FRAGMENTO:
════════════════════

El proyecto de “Blancanieves” puede parecer un acto de locura o de lucidez, según se mire. Pablo Berger demuestra tener de las dos cosas al trasladar el cuento tradicional de los hermanos Grimm hasta la España de los años veinte, en una versión muda capaz de azuzar el imaginario cinéfilo del espectador del primero al último plano.
Aquí el caserón es sustituido por un cortijo andaluz, la madrastra aparece tocada con mantilla y peineta, y los enanos forman parte de una compañía de toreros ambulantes. El prodigio es que nada de esto pierde coherencia en su paso a la pantalla, lo que revela que los cuentos se hacen clásicos cuando contienen material a prueba de adaptaciones. El resultado en manos de Berger está lejos del pastiche al que parecía abocado, se trata de una película medida hasta el detalle pero de una inspiración salvaje, un fabuloso salto sin red que logra convocar en sus imágenes el espíritu de Eisenstein y el de Murnau, la España onírica de “Garras humanas” de Tod Browning y el retrato descarnado de “Las Hurdes, tierra sin pan” de Luis Buñuel.
Pero que nadie se lleve a engaños, la propuesta de Berger es menos revisionista y más iconoclasta de lo que parece en un principio: se trata de cine mudo, sí, pero visto desde nuestros días, con el bagaje de largas veladas de cineclub pasadas por el filtro de lo contemporáneo. Así, en “Blancanieves” conviven con naturalidad los intertítulos propios del cine mudo con la steadycam, la opereta y el ademán guiñolesco de los pioneros con los efectos por ordenador. La materia prima es el cuento, condición que el director asume con voluntarismo, aprovechando la libertad y la elocuencia que ofrece el género.
Todos los elementos, conceptuales y formales, se hacen uno bajo la batuta mágica de Alfonso Vilallonga. Su partitura ejerce como el hilo narrativo de una historia acompasada por la emoción y la tristeza, por el gozo y la alegría de una banda sonora que no se conforma con ser un mero fondo musical. Vilallonga y Berger conducen con fluidez el relato y dan aliento a un largo plantel de actores en el que brillan las miradas de Macarena García, Maribel Verdú, Daniel Giménez Cacho o Josep Maria Pou, entre otros. Porque como todas las películas mudas, “Blancanieves” está vertebrada sobre la mirada de sus personajes. Es cine que se regodea en su propio artificio, creando un espectáculo que a algunos les puede resultar extravagante, y a otros hipnótico.
Los angloparlantes ajustaron mucho mejor el término: no es cine mudo, sino silente. El reto consiste en que no se eche en falta el sonido. Berger supera la prueba con éxito gracias al hechizo de la puesta en escena y a la composición de unas imágenes de gran elocuencia.
En suma, “Blancanieves” trasciende su vocación de maravillosa rareza para ofrecer un ejercicio fílmico que esquiva la nostalgia y logra la alquimia de aunar la tradición y el riesgo, el homenaje y lo rabiosamente moderno.

════════════════════

FILAS PROPORCIONADAS:
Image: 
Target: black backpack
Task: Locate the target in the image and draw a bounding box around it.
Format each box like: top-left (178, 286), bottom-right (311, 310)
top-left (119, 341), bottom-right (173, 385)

════════════════════

TAREA:
Indica si cada afirmación coincide con el fragmento sobre “Blancanieves”. Responde sí o no y cita textualmente las palabras que lo deciden.
1. Los enanos de la película pertenecen a una compañía de toreros ambulantes.
2. La película renuncia a los efectos por ordenador.
3. La música de Alfonso Vilallonga funciona solo como fondo musical.

RESULTADO:
1. Sí: «los enanos forman parte de una compañía de toreros ambulantes».
2. No: «el ademán guiñolesco de los pioneros con los efectos por ordenador».
3. No: «una banda sonora que no se conforma con ser un mero fondo musical».